======== 文書抜粋

いよいよ来週、2019年10月から「幼児教育・保育の無償化」が実施されます。

東京新聞(中日新聞)では全面的に保育料を無償化した大阪府守口市、そして職場環境を改善して保育士を採用したなごころ保育園(愛知県大府市)の事例を取り上げています。

全面的に保育料を無償化した大阪府守口市

<幼保無償化の行方>(上) 独自で実施、大阪府守口市

 10月から幼稚園や保育所などの利用料が無料になる。消費税の増収分を活用する国の政策で、子育て世帯の負担軽減が期待される一方、保育施設に入りたくても入れない待機児童問題や、保育士不足が悪化する懸念もある。無償化で保育所や幼稚園はどう変わり、保護者が安心して預けられるようにするにはどうしたらいいのか。模索する現場を訪ねた。

◆受け皿拡充、転入者が増加

 木のぬくもりに包まれた保育室。「おはようございます」と園児たちの元気なあいさつが響く。大阪府守口市中心部のマンション1階にある小規模の認可保育所「Fineひまわり保育園」。市内の社会福祉法人が昨年4月に開設し、ゼロ~2歳の21人が通う。利用料は皆、無料だ。

 「保育料分を子どもの教育費として貯蓄したい」。4月から娘を預けるパートの内山田香さん(32)は笑顔を見せる。専業主婦だったが、保育園が無料なことにも背中を押され、働くことに。2歳の息子を通わせる町田美奈さん(31)は「駅が近く、勤務先にも行きやすい」。

 保護者の収入などで決まる認可保育所の保育料は一人当たり全国平均3万7000円。子育て世帯の負担は小さくない。大阪市に隣接する守口市は人口減少が進む中、子育て世代を呼び込もうと2017年に、独自に幼保無償化に踏み切った。

 対象は市内のゼロ~5歳児。世帯の所得に関係なく、市外も含め市民が預ける認可の保育所や幼稚園、認定こども園の利用料を市が負担している。

 年間の予算は6億7000万円ほど。財源は公立の保育園と幼稚園の再編で捻出した。16園から半分に減らし、残った8園のうち5園を民間に移管。職員数や施設の維持管理費を削減した。

================

▸ 記述課題 A
幼保無償化の文書抜粋によれば、守口市が2017年に独自で幼保無償化に踏み切ったのはなぜですか。1～3文で説明してください。
▸ 記述課題 B
幼保無償化の文書抜粋を、最後の文の後から書き継いでください。
この後に続く行は、別の出典から取得したものです。

======== 抽出された行

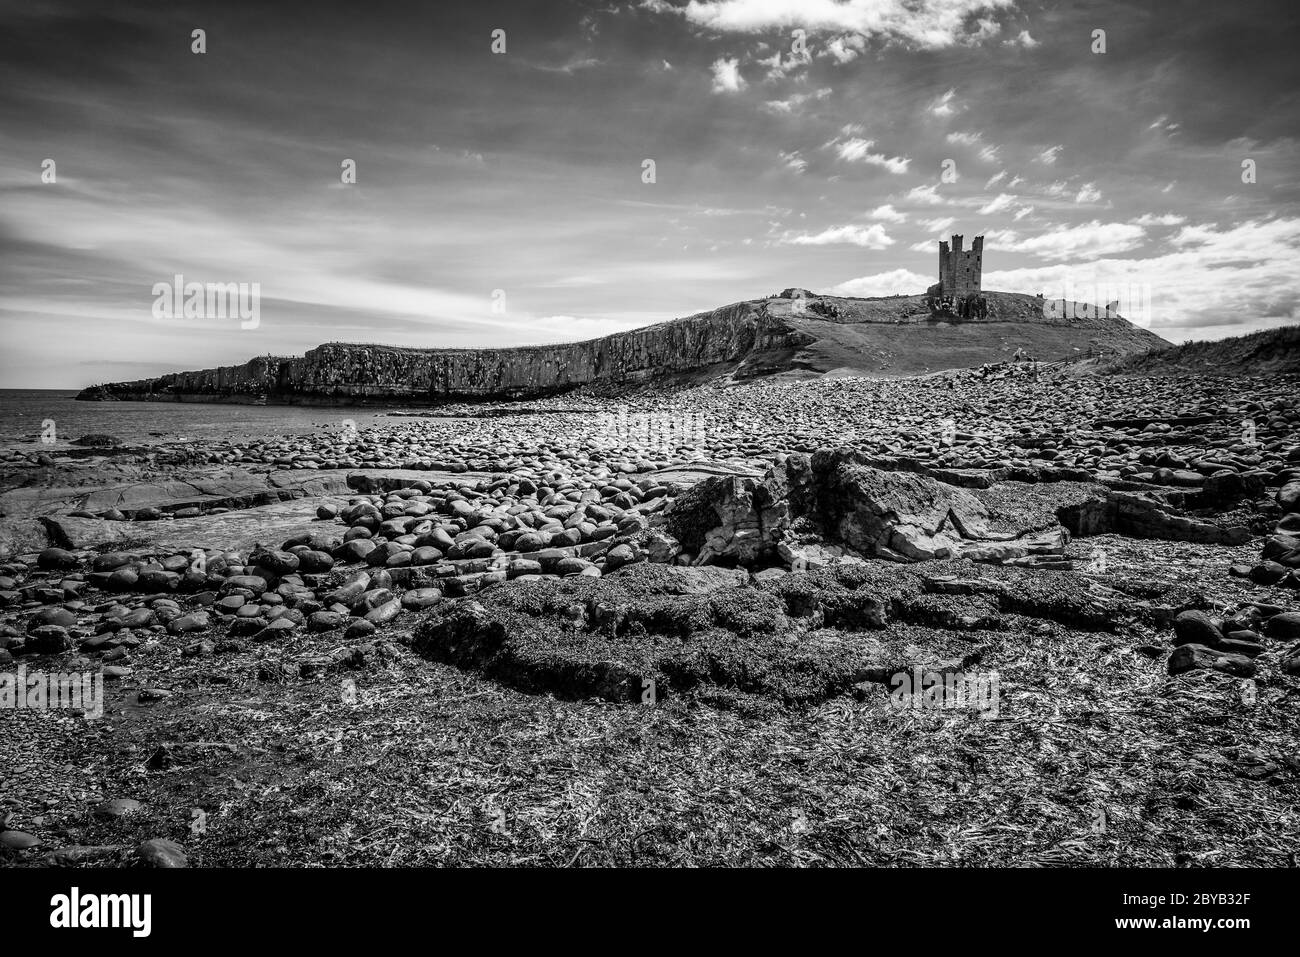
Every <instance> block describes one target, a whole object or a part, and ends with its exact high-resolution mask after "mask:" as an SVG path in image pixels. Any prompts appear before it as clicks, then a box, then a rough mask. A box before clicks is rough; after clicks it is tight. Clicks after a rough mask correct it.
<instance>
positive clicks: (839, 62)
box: [826, 34, 867, 64]
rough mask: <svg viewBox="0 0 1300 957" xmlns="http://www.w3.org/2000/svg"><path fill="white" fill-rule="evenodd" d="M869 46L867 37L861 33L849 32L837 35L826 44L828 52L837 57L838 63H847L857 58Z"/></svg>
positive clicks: (842, 63)
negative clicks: (867, 43)
mask: <svg viewBox="0 0 1300 957" xmlns="http://www.w3.org/2000/svg"><path fill="white" fill-rule="evenodd" d="M866 47H867V38H866V36H862V35H861V34H848V35H845V36H836V38H833V39H832V40H831V42H829V43H827V44H826V52H827V53H829V55H831V57H833V59H835V61H836V62H837V64H846V62H849V61H852V60H855V59H857V57H858V55H859V53H862V51H863V49H866Z"/></svg>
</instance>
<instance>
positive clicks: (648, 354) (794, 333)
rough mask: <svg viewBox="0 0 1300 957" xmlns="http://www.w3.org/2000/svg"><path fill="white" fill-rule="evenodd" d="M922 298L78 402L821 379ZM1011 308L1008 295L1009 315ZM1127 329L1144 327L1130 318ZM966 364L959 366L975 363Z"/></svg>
mask: <svg viewBox="0 0 1300 957" xmlns="http://www.w3.org/2000/svg"><path fill="white" fill-rule="evenodd" d="M1022 298H1023V299H1028V296H1017V298H1015V300H1017V303H1018V300H1019V299H1022ZM920 300H922V298H920V296H910V298H909V296H896V298H892V299H888V300H845V299H831V298H811V299H807V302H806V303H805V302H803V300H798V302H796V300H794V299H792V298H775V299H763V300H753V302H744V303H736V304H732V306H724V307H723V308H719V309H714V311H711V312H702V313H699V315H695V316H690V317H686V319H679V320H672V321H669V322H660V324H658V325H653V326H646V328H643V329H634V330H632V332H627V333H617V334H615V335H607V337H604V338H601V339H589V341H586V342H575V343H562V345H555V346H526V347H520V348H402V347H391V346H364V345H351V343H326V345H324V346H317V347H316V348H313V350H311V351H308V352H307V354H305V355H303V356H295V358H276V356H259V358H256V359H251V360H250V361H247V363H244V364H243V365H225V367H221V368H216V369H200V371H196V372H175V373H170V374H166V376H159V377H157V378H146V380H136V381H134V382H113V384H109V385H101V386H92V387H90V389H86V390H85V391H82V394H81V395H78V398H79V399H91V400H96V399H98V400H113V399H131V400H155V402H244V403H253V402H266V403H270V404H317V406H329V404H341V406H342V404H347V406H352V404H365V403H382V404H435V403H438V402H458V400H476V399H524V398H536V397H543V395H554V394H559V393H564V391H568V390H571V389H576V387H578V386H585V385H594V386H601V385H608V386H611V387H616V386H624V385H630V384H638V382H647V381H686V382H689V381H701V380H705V378H711V377H720V376H732V377H737V378H742V377H749V376H759V374H770V373H780V372H789V371H792V369H802V371H805V372H811V373H818V372H824V371H828V369H831V368H849V367H852V368H857V369H862V371H863V372H865V373H866V371H867V369H868V368H872V363H876V360H875V359H874V358H868V356H867V352H868V351H872V352H874V351H876V350H879V343H876V342H875V341H872V343H871V347H870V348H868V347H867V346H866V345H865V342H863V343H859V342H857V341H855V339H852V338H850V341H846V342H842V343H841V342H839V339H840V338H842V335H841V332H840V330H845V332H852V330H853V329H867V328H872V329H874V330H875V335H878V337H879V335H885V337H889V338H891V341H892V342H893V341H896V342H893V345H894V347H896V348H897V351H898V352H901V354H906V352H907V351H909V350H913V348H920V347H922V341H923V338H924V337H926V335H927V334H933V333H932V330H931V332H923V330H918V329H905V328H902V329H901V328H898V325H901V324H906V325H918V324H920V325H924V320H923V317H922V315H920ZM1010 306H1011V302H1010V299H1009V303H1008V308H1010ZM868 307H870V308H868ZM1027 308H1028V307H1027ZM1008 320H1009V321H1011V322H1015V324H1017V325H1018V326H1019V328H1024V329H1032V328H1036V326H1037V325H1047V324H1044V322H1040V321H1035V320H1034V317H1032V316H1026V317H1021V316H1019V315H1015V316H1008ZM1118 324H1119V325H1123V326H1127V328H1128V329H1135V328H1134V326H1130V325H1128V324H1127V322H1123V320H1118ZM1053 325H1057V326H1061V325H1062V324H1053ZM1138 332H1140V330H1138ZM1080 333H1082V330H1080ZM1148 335H1149V334H1148ZM918 337H920V338H918ZM975 338H976V341H978V342H985V341H987V337H985V335H979V337H975ZM1151 338H1152V339H1154V342H1161V341H1160V339H1157V338H1156V337H1151ZM823 341H827V342H831V341H836V343H837V345H836V350H835V356H833V360H831V358H829V356H827V358H823V356H822V355H820V351H819V345H822V343H823ZM1152 345H1153V343H1152V342H1144V343H1143V345H1141V346H1140V347H1143V348H1149V347H1151V346H1152ZM985 351H988V352H989V354H988V355H978V356H974V359H975V360H976V361H991V360H996V359H1001V358H1005V356H1002V355H1001V354H995V352H993V351H992V348H991V347H985ZM1122 351H1134V350H1132V348H1126V350H1122ZM857 352H862V354H863V355H862V356H858V355H857ZM845 356H848V358H845ZM857 359H862V361H855V360H857ZM965 359H966V356H963V361H959V363H957V361H954V363H950V364H952V365H958V364H961V365H965V364H967V361H965ZM927 368H928V365H927ZM917 371H920V368H919V367H918V369H917Z"/></svg>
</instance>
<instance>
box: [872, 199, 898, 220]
mask: <svg viewBox="0 0 1300 957" xmlns="http://www.w3.org/2000/svg"><path fill="white" fill-rule="evenodd" d="M867 216H870V217H871V218H872V220H883V221H885V222H906V221H907V213H901V212H898V211H897V209H894V208H893V207H892V205H889V204H888V203H887V204H885V205H878V207H876V208H875V209H872V211H871V212H870V213H867Z"/></svg>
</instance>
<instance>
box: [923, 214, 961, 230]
mask: <svg viewBox="0 0 1300 957" xmlns="http://www.w3.org/2000/svg"><path fill="white" fill-rule="evenodd" d="M954 222H957V220H954V218H953V217H952V216H941V217H939V218H935V220H920V221H919V225H922V226H924V228H926V229H928V230H930V231H931V233H946V231H948V230H949V229H952V226H953V224H954Z"/></svg>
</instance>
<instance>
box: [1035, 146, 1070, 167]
mask: <svg viewBox="0 0 1300 957" xmlns="http://www.w3.org/2000/svg"><path fill="white" fill-rule="evenodd" d="M1062 150H1065V146H1061V144H1057V146H1050V147H1048V148H1047V150H1044V151H1043V152H1041V153H1039V163H1045V164H1047V165H1049V166H1050V165H1053V164H1054V163H1056V157H1057V156H1060V155H1061V151H1062Z"/></svg>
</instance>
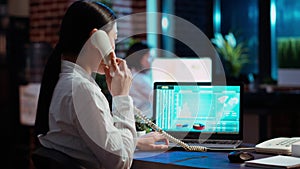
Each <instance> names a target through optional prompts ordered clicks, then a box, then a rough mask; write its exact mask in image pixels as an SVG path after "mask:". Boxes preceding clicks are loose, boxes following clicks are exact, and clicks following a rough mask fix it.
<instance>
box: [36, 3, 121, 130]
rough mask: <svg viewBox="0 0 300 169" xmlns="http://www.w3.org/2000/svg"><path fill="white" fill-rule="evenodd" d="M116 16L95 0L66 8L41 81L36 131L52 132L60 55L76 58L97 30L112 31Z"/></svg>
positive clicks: (36, 120) (72, 59) (105, 7)
mask: <svg viewBox="0 0 300 169" xmlns="http://www.w3.org/2000/svg"><path fill="white" fill-rule="evenodd" d="M115 19H116V15H115V14H114V13H113V11H112V10H111V9H110V8H108V7H107V6H106V5H104V4H102V3H99V2H95V1H76V2H74V3H73V4H71V5H70V6H69V8H68V9H67V11H66V13H65V15H64V17H63V20H62V23H61V26H60V32H59V41H58V43H57V45H56V47H55V48H54V50H53V52H52V54H51V55H50V57H49V59H48V61H47V64H46V67H45V69H44V74H43V78H42V82H41V88H40V94H39V98H38V105H37V115H36V121H35V134H37V135H38V134H46V133H47V132H48V131H49V107H50V103H51V99H52V95H53V91H54V88H55V86H56V84H57V81H58V79H59V73H60V72H61V55H64V56H68V57H71V60H73V61H76V59H77V56H78V54H79V52H80V50H81V48H82V47H83V45H84V43H85V42H86V41H87V39H88V38H89V36H90V32H91V31H92V30H93V29H94V28H97V29H102V30H104V31H106V32H109V31H110V30H111V29H112V26H113V25H114V23H115Z"/></svg>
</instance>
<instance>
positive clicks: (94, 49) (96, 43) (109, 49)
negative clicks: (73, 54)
mask: <svg viewBox="0 0 300 169" xmlns="http://www.w3.org/2000/svg"><path fill="white" fill-rule="evenodd" d="M81 55H84V56H89V57H93V58H94V57H99V56H100V57H101V59H103V61H104V64H106V65H107V66H109V67H110V66H111V59H112V57H113V56H114V49H113V47H112V45H111V43H110V40H109V37H108V35H107V33H106V32H104V31H103V30H97V31H96V32H94V33H93V34H92V35H91V37H90V38H89V39H88V40H87V41H86V42H85V44H84V46H83V47H82V49H81V51H80V53H79V58H80V56H81ZM110 75H111V76H112V77H113V76H114V71H113V69H111V68H110Z"/></svg>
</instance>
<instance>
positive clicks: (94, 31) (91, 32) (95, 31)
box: [90, 28, 98, 36]
mask: <svg viewBox="0 0 300 169" xmlns="http://www.w3.org/2000/svg"><path fill="white" fill-rule="evenodd" d="M97 30H98V29H96V28H94V29H93V30H92V31H91V32H90V36H92V34H93V33H95V32H97Z"/></svg>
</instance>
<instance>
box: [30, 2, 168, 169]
mask: <svg viewBox="0 0 300 169" xmlns="http://www.w3.org/2000/svg"><path fill="white" fill-rule="evenodd" d="M115 19H116V16H115V14H114V13H113V12H112V10H111V9H109V8H108V7H107V6H105V5H103V4H101V3H99V2H92V1H76V2H74V3H73V4H72V5H71V6H70V7H69V8H68V10H67V12H66V14H65V16H64V18H63V20H62V23H61V28H60V32H59V41H58V43H57V45H56V47H55V49H54V51H53V53H52V54H51V56H50V58H49V59H48V63H47V65H46V67H45V70H44V75H43V79H42V84H41V89H40V95H39V100H38V108H37V117H36V124H35V129H36V134H37V135H38V139H39V142H40V144H41V146H45V147H47V148H52V149H56V150H58V151H61V152H63V153H65V154H67V155H69V156H71V157H73V158H75V159H77V160H78V161H79V162H80V163H81V164H82V165H84V166H85V167H86V168H130V166H131V164H132V158H133V153H134V150H135V148H136V146H137V147H138V148H140V149H144V150H150V149H151V150H153V149H154V150H155V149H166V148H167V147H168V146H167V144H168V141H167V140H165V139H164V138H163V137H162V136H161V135H159V134H157V133H151V134H149V135H148V136H145V137H143V138H139V139H136V130H135V126H134V125H135V123H134V113H133V110H134V108H133V102H132V99H131V97H130V96H129V88H130V84H131V80H132V75H131V72H130V71H129V69H128V68H127V65H126V62H125V61H124V60H122V59H119V58H116V57H115V54H114V52H112V53H111V54H110V56H111V58H112V59H111V62H112V66H110V67H108V66H107V65H105V64H104V62H103V59H102V58H101V57H100V56H99V54H98V55H97V53H89V52H88V51H89V48H88V47H87V48H84V46H85V44H86V42H88V40H89V38H90V37H91V36H92V35H93V34H95V32H97V31H98V30H103V31H105V32H106V33H107V35H108V37H109V41H110V42H106V43H111V45H112V46H113V48H114V46H115V42H114V41H115V40H116V38H117V29H116V21H115ZM99 63H100V64H99ZM94 71H97V72H98V73H102V74H105V76H106V82H107V84H108V88H109V90H110V93H111V95H112V96H113V105H112V112H111V111H110V109H109V104H108V101H107V99H106V98H105V96H104V95H103V93H102V92H101V89H100V88H99V86H97V84H96V82H95V80H94V79H93V78H92V73H93V72H94ZM111 72H113V74H114V75H113V76H111ZM158 140H165V141H166V145H155V144H154V143H155V141H158Z"/></svg>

================

▸ 回答 A
守口市では人口減少が進んでいたため、子育て世代を市に呼び込もうとして、2017年に独自で幼保無償化に踏み切りました。

▸ 回答 B
 一方で、受け皿づくりも進めた。希望者が増えることを見据え、幼稚園を保育機能のある認定こども園に。無償化を呼び水に、民間事業者に小規模保育所の新設を呼び掛けた結果、17年から3年間で市内に新たに16施設ができた。受け入れ枠は、無償化前より279人増えた。

 Fineひまわり保育園もその一つ。海老名ゆりえ園長(26)は「保育園に入りたいのに入れないという声は以前からあった。市民のニーズに応え、地域へ貢献したいと考えた」と話す。

 効果は如実に表れた。減り続けていた市内のゼロ~5歳児は15年から4年間で300人増加。無償化前の16年に17人だった待機児童は昨年4月に48人に増えたが、受け入れ施設も増え、ことし4月にゼロとなった。

 市が昨年12月に市内の子育て世帯を対象に行ったアンケートでは、協力した525世帯のうち121世帯が無償化前後で「就労状況に変化があった」と回答。うち79世帯は「新たに働きだした」「長時間働きだした」「求職中」と答えた。市の担当者は「働きたいけど子どもの預け先がなく、あきらめていた潜在的な保育の需要を掘り起こせた」と分析する。

 ただ、新たな問題も。息子2人を市内の認定こども園に、娘をこども園から離れた保育所に預けている女性(29)は「送迎が大変」とこぼす。娘も同じこども園に預けたかったが、希望者が多く、かなわなかった。「無償化後に市外からの入居者が増え、第1希望の施設に入れないという声を聞く。他の自治体でも無償化が始まるから、少しは良くなると思うけど…」

 また、市内の保育所などは慢性的な保育士不足で、市は、保育所などが保育士を募る就職フェアの出展費や人材育成研修の参加費などを補助する新事業も始めた。担当者は「多方向から支援したい」と力を込める。

https://www.chunichi.co.jp/article/living/life/CK2019091902000002.html

全ての年齢の保育料を無償化した守口市の事例は、何度かご紹介してきました。

【ニュース・12/21可決】守口市 0-5歳保育料完全無償化は実現・維持できるのか
【日経新聞より】「保育無償化」効果と課題 大阪・守口市
【幼児教育無償化・12/12東京新聞追記】何が変わるか、どう変わるか(大阪市・大阪府守口市の実例より)
守口市の2019年度入所結果が公表、申込数は高水準で推移、保留数は減少

多くの子育て世帯が歓迎しそうな「保育無償化」ですが、デメリットや問題点もあります。

一つは待機児童や入所保留児童の増加です。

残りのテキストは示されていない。